# About this exercise:
Rewrite the data from the start through the line with "positive clicks: (291, 145)", swapping "rough mask" for "coarse mask" and keeping everything else the same. Leave out the pictures.

______

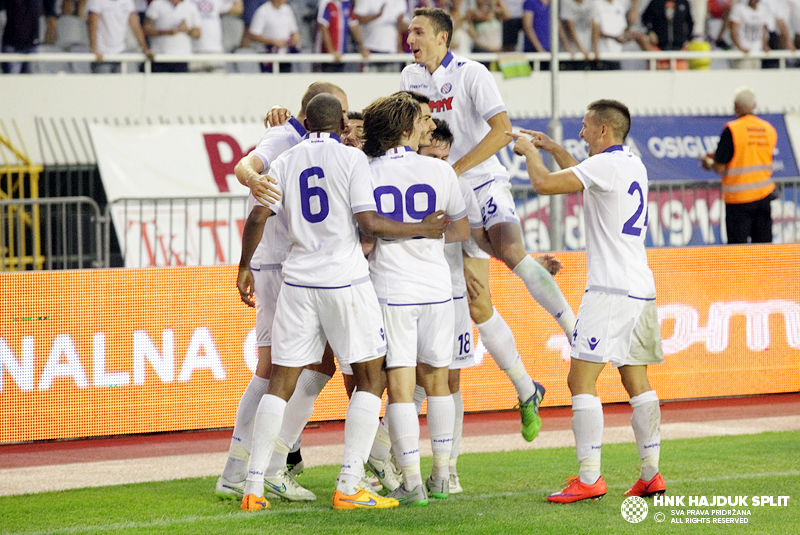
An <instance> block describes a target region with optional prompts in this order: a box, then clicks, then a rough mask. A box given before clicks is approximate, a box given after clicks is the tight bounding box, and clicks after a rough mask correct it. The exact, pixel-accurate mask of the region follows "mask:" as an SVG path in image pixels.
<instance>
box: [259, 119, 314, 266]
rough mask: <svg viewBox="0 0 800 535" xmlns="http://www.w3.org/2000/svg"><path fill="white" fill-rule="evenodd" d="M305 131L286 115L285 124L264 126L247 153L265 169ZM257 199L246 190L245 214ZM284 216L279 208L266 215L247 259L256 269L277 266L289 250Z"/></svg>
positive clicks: (291, 145)
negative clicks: (257, 159) (256, 239)
mask: <svg viewBox="0 0 800 535" xmlns="http://www.w3.org/2000/svg"><path fill="white" fill-rule="evenodd" d="M305 135H306V129H305V128H303V125H301V124H300V123H299V122H298V120H297V119H295V118H294V117H290V118H289V121H287V122H286V123H285V124H283V125H281V126H273V127H272V128H270V129H268V130H267V131H266V132H265V133H264V135H263V136H261V139H260V140H259V141H258V145H256V146H255V148H254V149H253V150H252V151H250V154H251V155H253V156H256V157H258V158H259V159H260V160H261V163H262V164H263V165H264V172H267V171H268V170H269V166H270V165H271V164H272V162H274V161H275V160H277V159H278V156H280V155H281V154H283V153H284V152H286V151H287V150H289V149H291V148H292V147H294V146H295V145H297V144H298V143H300V142H301V141H302V140H303V136H305ZM257 202H258V201H257V200H256V198H255V197H253V192H250V195H249V196H248V198H247V213H248V214H249V213H250V211H251V210H252V209H253V206H254V205H255V204H256V203H257ZM259 204H260V203H259ZM285 216H286V214H285V213H284V212H281V213H279V214H278V215H276V216H273V217H270V218H269V219H267V222H266V223H265V224H264V233H263V234H262V235H261V241H260V242H259V244H258V247H257V248H256V250H255V252H254V253H253V258H252V259H251V260H250V266H252V267H254V268H256V269H262V268H263V269H277V267H278V265H279V264H281V263H283V261H284V260H286V253H287V251H288V250H289V228H288V223H287V222H286V217H285Z"/></svg>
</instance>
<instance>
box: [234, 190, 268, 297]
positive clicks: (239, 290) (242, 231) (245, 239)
mask: <svg viewBox="0 0 800 535" xmlns="http://www.w3.org/2000/svg"><path fill="white" fill-rule="evenodd" d="M271 215H272V210H270V209H269V208H267V207H266V206H259V205H256V206H254V207H253V210H252V211H251V212H250V215H249V216H247V221H246V222H245V224H244V229H243V230H242V256H241V258H240V259H239V274H238V276H237V277H236V287H237V288H238V289H239V296H240V297H241V298H242V301H244V303H245V304H246V305H247V306H250V307H255V306H256V303H255V301H253V273H252V272H251V271H250V260H252V258H253V253H255V251H256V248H257V247H258V243H259V242H260V241H261V235H262V234H263V233H264V223H265V222H266V221H267V218H268V217H269V216H271Z"/></svg>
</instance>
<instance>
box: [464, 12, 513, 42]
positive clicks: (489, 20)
mask: <svg viewBox="0 0 800 535" xmlns="http://www.w3.org/2000/svg"><path fill="white" fill-rule="evenodd" d="M465 19H466V21H467V23H468V24H469V30H468V31H469V35H470V37H472V51H473V52H500V51H501V50H503V21H504V20H506V19H508V8H507V7H506V4H505V2H503V0H478V3H477V5H476V6H475V7H474V8H473V9H470V10H469V11H467V14H466V16H465Z"/></svg>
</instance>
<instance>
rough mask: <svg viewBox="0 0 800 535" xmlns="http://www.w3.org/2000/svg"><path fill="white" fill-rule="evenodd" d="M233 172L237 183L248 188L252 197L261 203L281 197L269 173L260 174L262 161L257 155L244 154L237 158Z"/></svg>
mask: <svg viewBox="0 0 800 535" xmlns="http://www.w3.org/2000/svg"><path fill="white" fill-rule="evenodd" d="M233 172H234V174H235V175H236V179H237V180H238V181H239V183H240V184H241V185H243V186H247V187H248V188H250V191H252V192H253V197H255V198H256V200H257V201H258V202H260V203H261V204H270V203H273V202H276V201H278V199H280V198H281V192H280V190H279V189H278V188H277V187H276V186H275V184H276V183H277V181H276V180H275V179H274V178H273V177H271V176H269V175H262V174H261V173H263V172H264V162H262V161H261V158H259V157H258V156H256V155H254V154H249V155H247V156H245V157H244V158H242V159H241V160H239V162H238V163H237V164H236V166H235V167H234V168H233Z"/></svg>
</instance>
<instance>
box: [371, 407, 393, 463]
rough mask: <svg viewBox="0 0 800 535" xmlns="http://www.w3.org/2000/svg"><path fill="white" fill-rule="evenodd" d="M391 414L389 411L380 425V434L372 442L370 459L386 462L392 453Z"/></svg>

______

# Problem solution:
An <instance> block describes a target region with optional prompts in this order: a box, then clicks, then a coarse mask. A box given before clicks is approximate, a box given after clicks is the tight bounding box, and clicks after a coarse mask correct it. The exact, pixel-accurate mask of the region follows "mask:" as an SVG path in image pixels.
<instance>
box: [259, 119, 314, 266]
coarse mask: <svg viewBox="0 0 800 535" xmlns="http://www.w3.org/2000/svg"><path fill="white" fill-rule="evenodd" d="M305 131L286 115L285 124L264 126L247 153L265 169ZM257 199L246 190L245 214ZM284 216L279 208L266 215L247 259L256 269L277 266L289 250Z"/></svg>
positive clicks: (291, 145)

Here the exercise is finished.